Nothing but the lines from the one that contains "positive clicks: (106, 221)" to the end of the records should be printed, both ends included, exactly as given.

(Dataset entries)
Start of Block

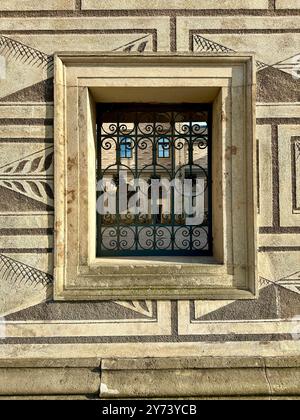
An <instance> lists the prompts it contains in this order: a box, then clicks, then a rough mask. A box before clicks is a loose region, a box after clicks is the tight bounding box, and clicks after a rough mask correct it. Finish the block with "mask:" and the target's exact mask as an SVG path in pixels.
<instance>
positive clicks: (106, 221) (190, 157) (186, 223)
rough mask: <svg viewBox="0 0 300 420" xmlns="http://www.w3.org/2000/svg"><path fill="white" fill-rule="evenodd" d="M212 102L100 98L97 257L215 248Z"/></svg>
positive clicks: (98, 133) (194, 253) (98, 149)
mask: <svg viewBox="0 0 300 420" xmlns="http://www.w3.org/2000/svg"><path fill="white" fill-rule="evenodd" d="M211 243H212V237H211V108H210V106H209V105H205V106H203V105H196V104H191V105H188V104H185V105H142V104H99V105H98V107H97V256H99V257H100V256H139V255H141V256H142V255H161V256H165V255H211V249H212V244H211Z"/></svg>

End of Block

» **Solution to the problem**
positive clicks: (106, 221) (190, 157) (186, 223)
rough mask: <svg viewBox="0 0 300 420" xmlns="http://www.w3.org/2000/svg"><path fill="white" fill-rule="evenodd" d="M212 102L100 98L97 257L215 248Z"/></svg>
positive clicks: (98, 133) (194, 253) (98, 149)
mask: <svg viewBox="0 0 300 420" xmlns="http://www.w3.org/2000/svg"><path fill="white" fill-rule="evenodd" d="M211 243H212V237H211V108H210V106H209V105H205V106H203V105H196V104H191V105H188V104H185V105H142V104H99V105H98V107H97V256H99V257H100V256H139V255H141V256H142V255H161V256H165V255H211V249H212V244H211Z"/></svg>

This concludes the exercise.